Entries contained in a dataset
-- BEGIN --
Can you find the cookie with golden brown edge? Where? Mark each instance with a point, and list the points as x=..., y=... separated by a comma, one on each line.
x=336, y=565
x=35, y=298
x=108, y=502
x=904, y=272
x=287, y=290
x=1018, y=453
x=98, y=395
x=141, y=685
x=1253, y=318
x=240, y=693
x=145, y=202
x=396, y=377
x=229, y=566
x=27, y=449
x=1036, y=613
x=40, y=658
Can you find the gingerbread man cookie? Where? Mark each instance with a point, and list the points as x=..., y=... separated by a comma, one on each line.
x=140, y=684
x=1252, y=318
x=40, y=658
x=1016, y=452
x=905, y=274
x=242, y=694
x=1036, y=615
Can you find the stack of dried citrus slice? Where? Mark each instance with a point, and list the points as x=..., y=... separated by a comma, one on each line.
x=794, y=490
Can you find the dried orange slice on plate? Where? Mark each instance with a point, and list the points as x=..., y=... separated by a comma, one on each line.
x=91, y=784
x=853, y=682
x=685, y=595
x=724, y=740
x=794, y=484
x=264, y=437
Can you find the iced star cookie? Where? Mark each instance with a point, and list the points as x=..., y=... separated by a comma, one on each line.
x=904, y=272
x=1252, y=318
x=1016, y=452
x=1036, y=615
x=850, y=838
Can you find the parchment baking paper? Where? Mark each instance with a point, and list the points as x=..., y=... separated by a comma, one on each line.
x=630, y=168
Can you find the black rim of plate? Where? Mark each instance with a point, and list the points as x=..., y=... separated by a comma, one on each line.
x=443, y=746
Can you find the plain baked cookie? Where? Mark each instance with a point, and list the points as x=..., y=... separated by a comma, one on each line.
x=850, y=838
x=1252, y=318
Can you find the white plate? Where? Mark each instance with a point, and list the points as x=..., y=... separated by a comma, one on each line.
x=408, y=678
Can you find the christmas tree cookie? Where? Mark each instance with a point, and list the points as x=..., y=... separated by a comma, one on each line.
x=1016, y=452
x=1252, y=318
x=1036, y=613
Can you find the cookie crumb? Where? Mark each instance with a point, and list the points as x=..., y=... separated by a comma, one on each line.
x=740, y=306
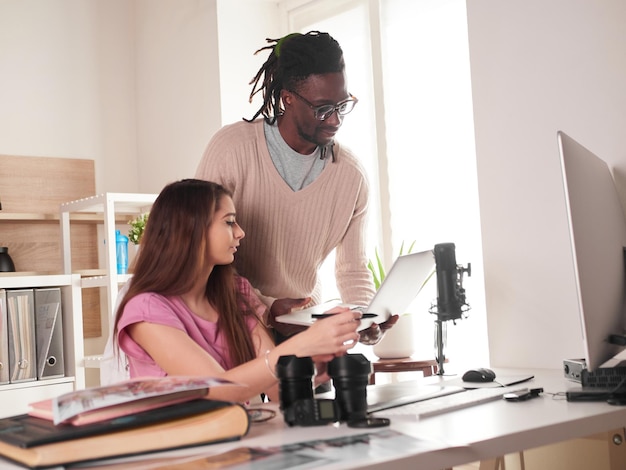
-- END --
## What to produce
Which lines of the entries above contain the string "citrus"? Gather each of those lines and copy it out.

## Solution
Can you find the stack of dried citrus slice? Where? Mark each instance with a point, and list the points as x=..., y=... separated by a comma, one on each line.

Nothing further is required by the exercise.